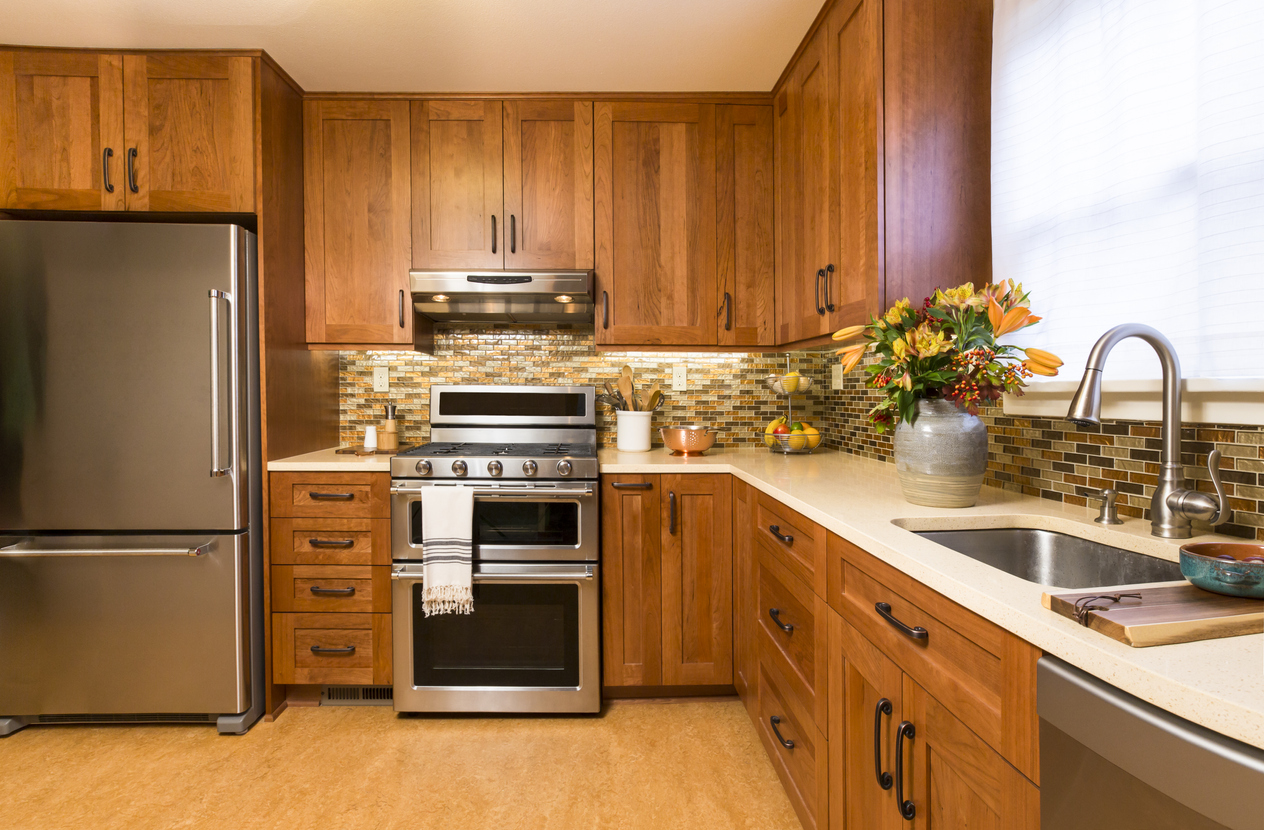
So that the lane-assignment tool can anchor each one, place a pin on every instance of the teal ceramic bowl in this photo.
(1233, 569)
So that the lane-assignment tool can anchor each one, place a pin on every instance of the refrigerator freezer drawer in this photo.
(109, 625)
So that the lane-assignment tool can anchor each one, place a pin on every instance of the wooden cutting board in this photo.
(1164, 614)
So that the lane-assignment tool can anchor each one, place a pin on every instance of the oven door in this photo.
(534, 522)
(531, 644)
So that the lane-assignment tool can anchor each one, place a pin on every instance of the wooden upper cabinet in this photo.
(856, 196)
(745, 225)
(190, 132)
(655, 215)
(357, 207)
(458, 185)
(549, 185)
(697, 518)
(61, 119)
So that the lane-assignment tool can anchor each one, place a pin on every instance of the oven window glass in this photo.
(520, 634)
(511, 522)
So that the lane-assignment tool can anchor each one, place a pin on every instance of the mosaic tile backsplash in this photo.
(1045, 457)
(726, 392)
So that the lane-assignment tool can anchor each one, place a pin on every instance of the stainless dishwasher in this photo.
(1109, 759)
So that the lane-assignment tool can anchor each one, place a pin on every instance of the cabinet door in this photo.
(190, 129)
(61, 130)
(803, 313)
(866, 700)
(631, 581)
(355, 173)
(745, 216)
(954, 780)
(655, 212)
(458, 185)
(697, 580)
(856, 81)
(549, 185)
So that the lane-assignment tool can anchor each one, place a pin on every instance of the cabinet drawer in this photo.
(330, 541)
(795, 538)
(804, 767)
(330, 589)
(803, 647)
(348, 495)
(349, 648)
(982, 673)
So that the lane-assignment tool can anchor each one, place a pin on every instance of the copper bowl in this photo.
(689, 440)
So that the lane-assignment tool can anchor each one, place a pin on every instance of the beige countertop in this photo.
(1217, 684)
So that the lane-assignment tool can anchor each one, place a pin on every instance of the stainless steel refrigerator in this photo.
(130, 492)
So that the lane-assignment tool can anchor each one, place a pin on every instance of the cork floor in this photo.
(638, 766)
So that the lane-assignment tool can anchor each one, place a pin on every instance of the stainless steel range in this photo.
(532, 642)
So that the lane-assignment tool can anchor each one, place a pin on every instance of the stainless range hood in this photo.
(503, 296)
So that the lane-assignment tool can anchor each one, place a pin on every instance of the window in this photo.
(1128, 177)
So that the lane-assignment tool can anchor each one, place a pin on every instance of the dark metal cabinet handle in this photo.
(331, 542)
(132, 169)
(915, 632)
(106, 154)
(884, 708)
(904, 730)
(333, 591)
(775, 720)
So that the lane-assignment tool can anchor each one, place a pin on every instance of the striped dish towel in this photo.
(448, 550)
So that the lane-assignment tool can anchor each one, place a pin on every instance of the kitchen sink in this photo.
(1056, 559)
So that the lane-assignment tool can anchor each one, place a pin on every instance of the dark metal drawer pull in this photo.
(915, 632)
(884, 708)
(775, 720)
(906, 807)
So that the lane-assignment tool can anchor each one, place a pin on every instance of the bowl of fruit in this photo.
(790, 436)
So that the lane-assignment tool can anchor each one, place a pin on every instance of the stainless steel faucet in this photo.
(1173, 507)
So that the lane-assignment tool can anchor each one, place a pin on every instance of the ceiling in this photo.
(453, 46)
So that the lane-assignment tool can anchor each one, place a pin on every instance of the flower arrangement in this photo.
(947, 349)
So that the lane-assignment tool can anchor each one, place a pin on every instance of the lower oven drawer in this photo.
(331, 648)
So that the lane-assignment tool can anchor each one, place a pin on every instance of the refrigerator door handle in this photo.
(19, 551)
(216, 296)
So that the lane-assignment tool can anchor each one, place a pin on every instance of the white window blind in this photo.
(1128, 177)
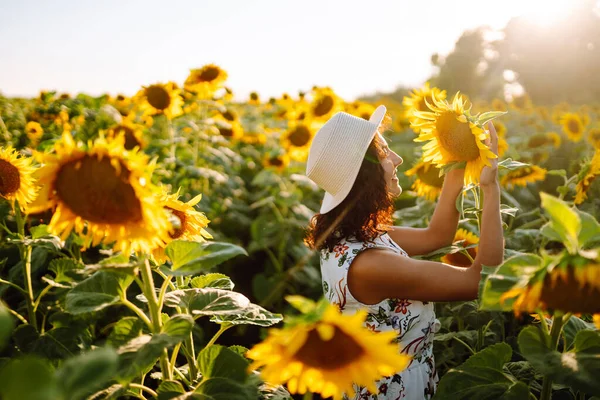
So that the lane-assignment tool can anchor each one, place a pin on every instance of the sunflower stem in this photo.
(190, 352)
(222, 329)
(155, 318)
(5, 131)
(19, 288)
(557, 325)
(30, 299)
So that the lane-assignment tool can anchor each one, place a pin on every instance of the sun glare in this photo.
(548, 12)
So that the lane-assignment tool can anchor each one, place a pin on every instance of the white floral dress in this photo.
(413, 321)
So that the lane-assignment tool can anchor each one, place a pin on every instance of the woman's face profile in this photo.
(390, 161)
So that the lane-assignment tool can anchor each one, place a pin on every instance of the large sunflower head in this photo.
(429, 182)
(416, 101)
(189, 224)
(454, 136)
(17, 180)
(523, 176)
(572, 126)
(566, 282)
(586, 176)
(297, 139)
(34, 132)
(327, 356)
(206, 80)
(160, 99)
(459, 259)
(104, 193)
(325, 103)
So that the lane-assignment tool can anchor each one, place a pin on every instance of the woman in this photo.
(365, 261)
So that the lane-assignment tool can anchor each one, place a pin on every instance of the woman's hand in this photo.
(489, 175)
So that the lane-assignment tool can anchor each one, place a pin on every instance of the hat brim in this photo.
(330, 201)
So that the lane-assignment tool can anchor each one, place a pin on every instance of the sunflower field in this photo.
(152, 246)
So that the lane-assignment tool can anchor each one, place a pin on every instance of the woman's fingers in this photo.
(492, 141)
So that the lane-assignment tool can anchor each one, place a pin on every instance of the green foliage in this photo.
(190, 258)
(482, 377)
(578, 368)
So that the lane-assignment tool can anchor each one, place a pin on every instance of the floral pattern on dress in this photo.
(413, 321)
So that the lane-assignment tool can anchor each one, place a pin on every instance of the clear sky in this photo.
------------------------------------------------------------
WORK REQUIRED —
Reproduce the data above exactly, leaving each picture out.

ANSWER SPACE —
So that the lane-assignment tool can anchor each one, place a pin on every instance of the teal ceramic bowl in this photo.
(1233, 569)
So that the lane-assignment tool can anchor each one, place a pin on every instance of the refrigerator freezer drawer in this photo.
(109, 625)
So that the lane-assignment tool can anchor each one, place a pin on every instance of the wooden cutting board in this photo.
(1164, 614)
So that the lane-assignment tool can anchor each one, place a pin on every instance of the oven door in this photo.
(534, 522)
(531, 644)
So that the lane-assignment tool can anchor each one, place a pin on every instance of the wooden upper cabinet in this photo.
(856, 196)
(745, 225)
(190, 132)
(655, 215)
(357, 207)
(458, 185)
(549, 185)
(697, 518)
(61, 119)
So that the lane-assignment tool can anchor each one, place a pin on every instance of the oven window glass in this photo.
(520, 634)
(511, 522)
So that the lane-assignment tool can anchor each one, place a pin on every instance of the mosaic tile backsplash in this photo.
(1045, 457)
(726, 392)
So that the lane-assignment tool can anchor each one, place a pin on every instance of the stainless dishwasher in this photo.
(1109, 759)
So that the lane-assignment tool can anchor each one, place a pin on every instance of the cabinet door in this photo.
(190, 129)
(61, 130)
(803, 313)
(866, 700)
(631, 581)
(355, 173)
(745, 216)
(954, 780)
(655, 212)
(458, 185)
(697, 580)
(856, 81)
(549, 185)
So that the lane-assignment tool can anchor each one, place a pin on every instance of the cabinet drawer in this photo.
(330, 541)
(795, 538)
(804, 767)
(330, 589)
(803, 647)
(348, 495)
(349, 648)
(982, 673)
So that the lane-assignment tool can anchor each one, place a pin on every instance of the copper bowl in this photo.
(689, 440)
So that the lane-assignment tool can anchor each one, place a pin on every instance of the beige countertop in this photo.
(1217, 684)
So that the lane-assignment tool can anchor each one, place a pin on every instance of the stainless steel refrigerator in this photo.
(130, 492)
So that the lane-assignment tool can anchor each one, place a pin on every instance of the cork floor in this photo.
(638, 766)
So that the lane-assignment tool can anchor each one, place a pin on every instance of the stainless steel range in this photo.
(532, 642)
So that the lane-assignment tool can anchor each one, place a pin on every instance of the stainless range hood in this photo.
(503, 296)
So that the lane-assignment tool can anchor each one, place a pin on every instance of the window in this photo.
(1128, 177)
So that the lane-assignment tool can anchor each one, place a pin on every instance of the dark metal cabinet handle in this photo.
(331, 542)
(132, 169)
(915, 632)
(106, 154)
(884, 708)
(904, 730)
(333, 591)
(775, 720)
So that the lane-assignment tool can anchor each one, place a pin on every instance of the striped dish towel in this photo.
(448, 550)
So that the lane-assignment tool can anchor each one, place a pin on every instance of the kitchen sink in this photo.
(1056, 559)
So that the lane-assignment tool can anchor each one, place a pin on every instance of the dark metal drawer pull in this photo.
(915, 632)
(884, 708)
(775, 720)
(906, 807)
So that the lane-assignment tool can anchor each one, place a pin on every instance of the bowl of fruit in this photo.
(790, 436)
So that the lane-assignment tool can anchor each one, place a pin on every instance of the stainless steel faucet in this photo.
(1173, 507)
So that the lane-assignment tool can anchor each one, place a pin on every instance of the ceiling in this photo.
(453, 46)
So that the lane-assignment tool can anchor each one, place a pin on every instance of the flower arrangement in this photo.
(947, 349)
So that the lane-assignment tool can anchor each one, place a pin on every instance of the lower oven drawer in this photo.
(331, 648)
So that the lane-assignment tool can anchor each one, place a pin on every instance of the refrigerator door handle in this photo.
(19, 551)
(216, 296)
So that the lane-assignment tool can anchor each one, place a pin on every instance of the white window blind in this photo.
(1128, 177)
So that the lane-assignment tool can anchor each one, place a pin on every instance of the sunflower stem in this photo.
(190, 352)
(222, 329)
(155, 318)
(5, 131)
(19, 288)
(557, 325)
(30, 299)
So that the lane-assignment tool can anchor each one, place a pin on every instance of the sun glare in this photo.
(548, 12)
So that the lane-assignment tool can anchor each one, place a pin on every instance of the white floral dress in this photo.
(413, 321)
So that the lane-assignment tool can anchor each one, place a pin on every instance of the woman's face profile in this photo.
(390, 161)
So that the lane-assignment tool can anchor each one, place a pin on every instance of the large sunflower head in this photo.
(429, 182)
(416, 101)
(189, 224)
(454, 136)
(17, 180)
(523, 176)
(572, 126)
(566, 282)
(586, 176)
(297, 139)
(34, 132)
(327, 356)
(206, 80)
(160, 99)
(459, 259)
(104, 193)
(325, 103)
So that the lane-assignment tool can anchor each one, place a pin on every instance of the woman in this photo.
(365, 261)
So that the lane-assignment tool can anchor each one, place a pin on every instance of the woman's hand in this photo.
(489, 175)
So that the lane-assignment tool can anchor each one, place a pin on every instance of the hat brim in this photo.
(330, 201)
So that the lane-assignment tool can anchor each one, place a pin on every instance of the sunflower field in this photo.
(152, 246)
So that the lane-assignment tool can anchor each one, place a pin on every instance of the woman's fingers in this photo.
(492, 141)
So that the lane-assignment tool can anchor each one, place a pin on every instance of the green foliage in this photo.
(190, 258)
(482, 377)
(578, 368)
So that the lane-assignment tool can anchor each one, place a pin on every instance of the floral pattern on dress in this photo.
(413, 321)
So that the lane-assignment tool can anchor each one, place a pin on every instance of the clear sky in this photo.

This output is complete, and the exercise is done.